**Task directions**
Where an image appears in the data, omit it and reproduce the rest exactly.

**Source data**
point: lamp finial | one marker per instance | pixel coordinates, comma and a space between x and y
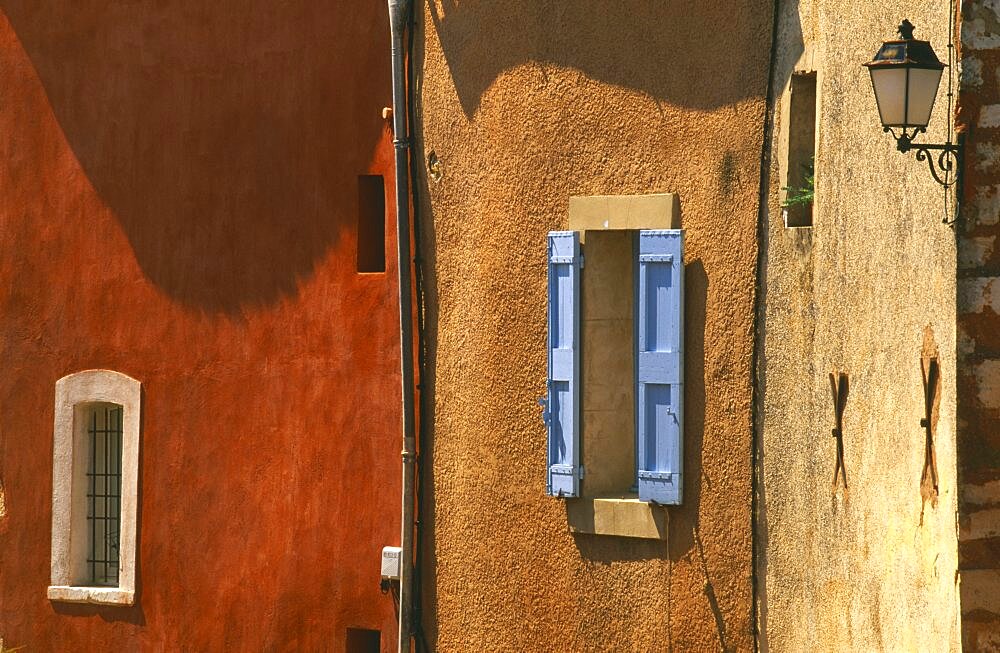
906, 30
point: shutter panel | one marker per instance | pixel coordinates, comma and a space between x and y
563, 402
660, 366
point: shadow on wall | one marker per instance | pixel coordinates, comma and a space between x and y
683, 519
636, 48
226, 136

**Problem solution**
point: lamp finial | one marker per instance | pixel coordinates, comma and a space between x and y
906, 30
point: shutter panel | one marker per instance | pixel coordinates, comma and a space between x and y
563, 402
660, 366
point: shadow on wall | one marker per instance | pixel coordinates, comma and a space between x and y
683, 519
636, 48
226, 136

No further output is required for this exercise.